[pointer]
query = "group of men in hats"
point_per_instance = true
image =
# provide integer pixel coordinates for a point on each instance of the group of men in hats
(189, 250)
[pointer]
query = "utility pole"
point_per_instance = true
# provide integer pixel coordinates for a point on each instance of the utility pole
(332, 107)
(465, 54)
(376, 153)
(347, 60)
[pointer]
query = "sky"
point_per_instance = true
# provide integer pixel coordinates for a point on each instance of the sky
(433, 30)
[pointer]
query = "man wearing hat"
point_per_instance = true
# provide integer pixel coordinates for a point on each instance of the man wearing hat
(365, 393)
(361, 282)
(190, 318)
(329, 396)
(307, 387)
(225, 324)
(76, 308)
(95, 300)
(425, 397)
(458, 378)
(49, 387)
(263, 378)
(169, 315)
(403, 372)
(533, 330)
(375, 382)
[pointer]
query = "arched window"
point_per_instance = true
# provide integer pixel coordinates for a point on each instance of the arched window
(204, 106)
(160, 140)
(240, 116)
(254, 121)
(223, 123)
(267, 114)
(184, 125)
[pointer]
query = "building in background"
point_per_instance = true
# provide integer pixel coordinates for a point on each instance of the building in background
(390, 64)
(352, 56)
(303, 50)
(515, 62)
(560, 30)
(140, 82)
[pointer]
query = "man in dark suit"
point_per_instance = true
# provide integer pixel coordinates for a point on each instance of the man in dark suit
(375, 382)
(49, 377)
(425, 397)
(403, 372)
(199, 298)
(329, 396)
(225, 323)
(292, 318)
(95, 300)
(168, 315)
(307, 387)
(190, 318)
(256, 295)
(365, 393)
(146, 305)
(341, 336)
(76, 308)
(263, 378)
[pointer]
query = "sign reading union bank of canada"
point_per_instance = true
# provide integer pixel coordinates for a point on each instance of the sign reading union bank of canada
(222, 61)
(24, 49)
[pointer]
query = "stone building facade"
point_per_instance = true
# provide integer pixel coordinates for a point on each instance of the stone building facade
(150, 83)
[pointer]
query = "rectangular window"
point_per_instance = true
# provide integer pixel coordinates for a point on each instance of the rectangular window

________

**What needs to be done**
Would you retype the listing above in full, exactly as it reads?

**Task output**
[pointer]
query = "group of men in hats"
point_per_instance = true
image =
# provide integer pixel coordinates for a point on each instance of the group of men in hats
(189, 250)
[pointer]
query = "utility pole"
point_per_instance = true
# provide integer pixel coordinates for a point on each instance of the utility pole
(332, 107)
(465, 54)
(376, 153)
(347, 60)
[pointer]
query = "sky"
point_per_instance = true
# provide integer pixel coordinates for a point on each instance of the sky
(433, 30)
[pointer]
query = "man wearing hat"
point_per_instance = true
# provide integer pixel coordinates for a point on each instance of the man wearing hat
(365, 393)
(361, 282)
(190, 318)
(329, 396)
(307, 387)
(225, 324)
(76, 308)
(95, 300)
(425, 397)
(458, 378)
(49, 387)
(263, 378)
(169, 315)
(403, 372)
(533, 330)
(375, 382)
[pointer]
query = "arched window"
point_per_instance = true
# provide integer pixel coordinates for a point on each instance of the arched window
(204, 106)
(160, 140)
(240, 116)
(254, 121)
(223, 123)
(267, 114)
(184, 125)
[pointer]
query = "building in background"
point_per_instance = true
# provide integer pixel coordinates for a point on each instance of the building in background
(390, 64)
(352, 56)
(303, 50)
(515, 62)
(560, 30)
(140, 82)
[pointer]
query = "man in dark suit"
point_per_instance = true
# provide integer pixel coordinates for a point on each instance of the man in dark suit
(375, 382)
(49, 377)
(425, 397)
(403, 372)
(199, 298)
(329, 396)
(225, 323)
(292, 318)
(95, 300)
(168, 315)
(307, 387)
(190, 318)
(256, 295)
(365, 393)
(146, 305)
(341, 336)
(76, 308)
(263, 378)
[pointer]
query = "sign reading union bank of canada"
point_per_instance = true
# provide integer pixel coordinates for a point on each instance of the sign reading union bank of canada
(222, 61)
(24, 49)
[pointer]
query = "stone building facade"
point_per_instance = true
# provide integer pixel coordinates for a point on each instance of the stone building facade
(150, 83)
[pointer]
query = "rectangular window"
point_per_instance = true
# provide integer pixel coordinates for a point on each instance of the rectangular window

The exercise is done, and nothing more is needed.